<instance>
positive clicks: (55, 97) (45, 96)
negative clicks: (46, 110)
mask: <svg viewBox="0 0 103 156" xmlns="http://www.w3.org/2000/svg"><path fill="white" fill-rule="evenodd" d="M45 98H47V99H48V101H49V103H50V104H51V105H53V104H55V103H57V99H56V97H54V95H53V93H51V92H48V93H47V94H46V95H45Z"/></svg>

◇ ◇ ◇ ◇ ◇ ◇ ◇

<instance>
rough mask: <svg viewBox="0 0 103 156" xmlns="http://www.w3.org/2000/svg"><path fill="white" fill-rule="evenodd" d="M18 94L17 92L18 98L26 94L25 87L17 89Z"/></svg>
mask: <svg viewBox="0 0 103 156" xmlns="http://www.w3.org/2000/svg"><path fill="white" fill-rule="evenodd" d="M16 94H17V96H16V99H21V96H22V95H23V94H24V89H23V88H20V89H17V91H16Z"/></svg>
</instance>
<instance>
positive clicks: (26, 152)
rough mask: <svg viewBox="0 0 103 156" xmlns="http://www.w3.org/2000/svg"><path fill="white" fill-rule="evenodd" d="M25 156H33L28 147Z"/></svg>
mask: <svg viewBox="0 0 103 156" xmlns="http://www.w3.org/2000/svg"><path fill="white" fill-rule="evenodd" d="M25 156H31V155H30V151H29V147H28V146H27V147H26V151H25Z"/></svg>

◇ ◇ ◇ ◇ ◇ ◇ ◇

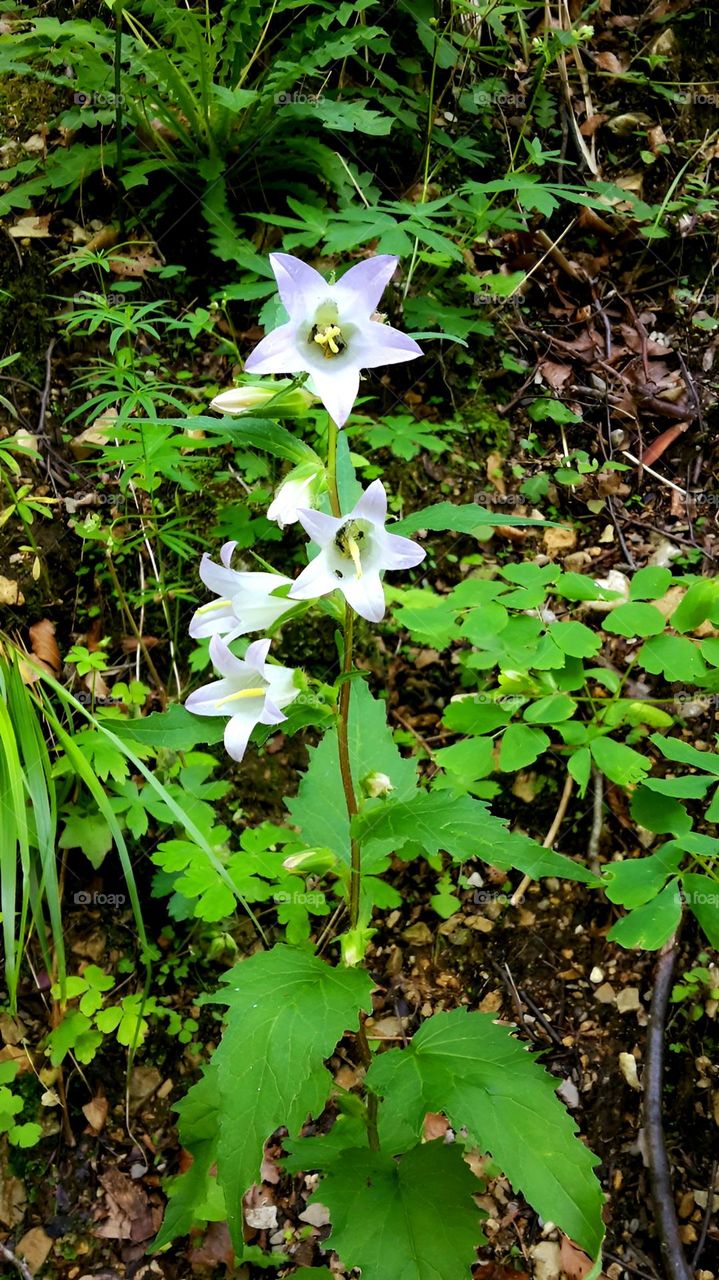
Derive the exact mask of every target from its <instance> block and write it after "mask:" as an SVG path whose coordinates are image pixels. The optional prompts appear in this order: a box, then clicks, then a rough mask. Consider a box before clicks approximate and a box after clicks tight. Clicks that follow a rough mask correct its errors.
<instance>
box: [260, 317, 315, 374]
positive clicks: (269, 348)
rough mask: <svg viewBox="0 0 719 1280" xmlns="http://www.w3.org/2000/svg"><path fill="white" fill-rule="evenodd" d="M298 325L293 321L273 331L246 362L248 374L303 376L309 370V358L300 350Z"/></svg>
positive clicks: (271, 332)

◇ ◇ ◇ ◇ ◇ ◇ ◇

◆ REQUIRED WORK ◆
Extract every line from the records above that contains the word "positive", treating uppercase and lowercase letters as distinct.

◆ ANSWER SPACE ◆
positive clicks: (55, 97) (45, 96)
positive clicks: (26, 152)
positive clicks: (269, 348)
positive clicks: (271, 332)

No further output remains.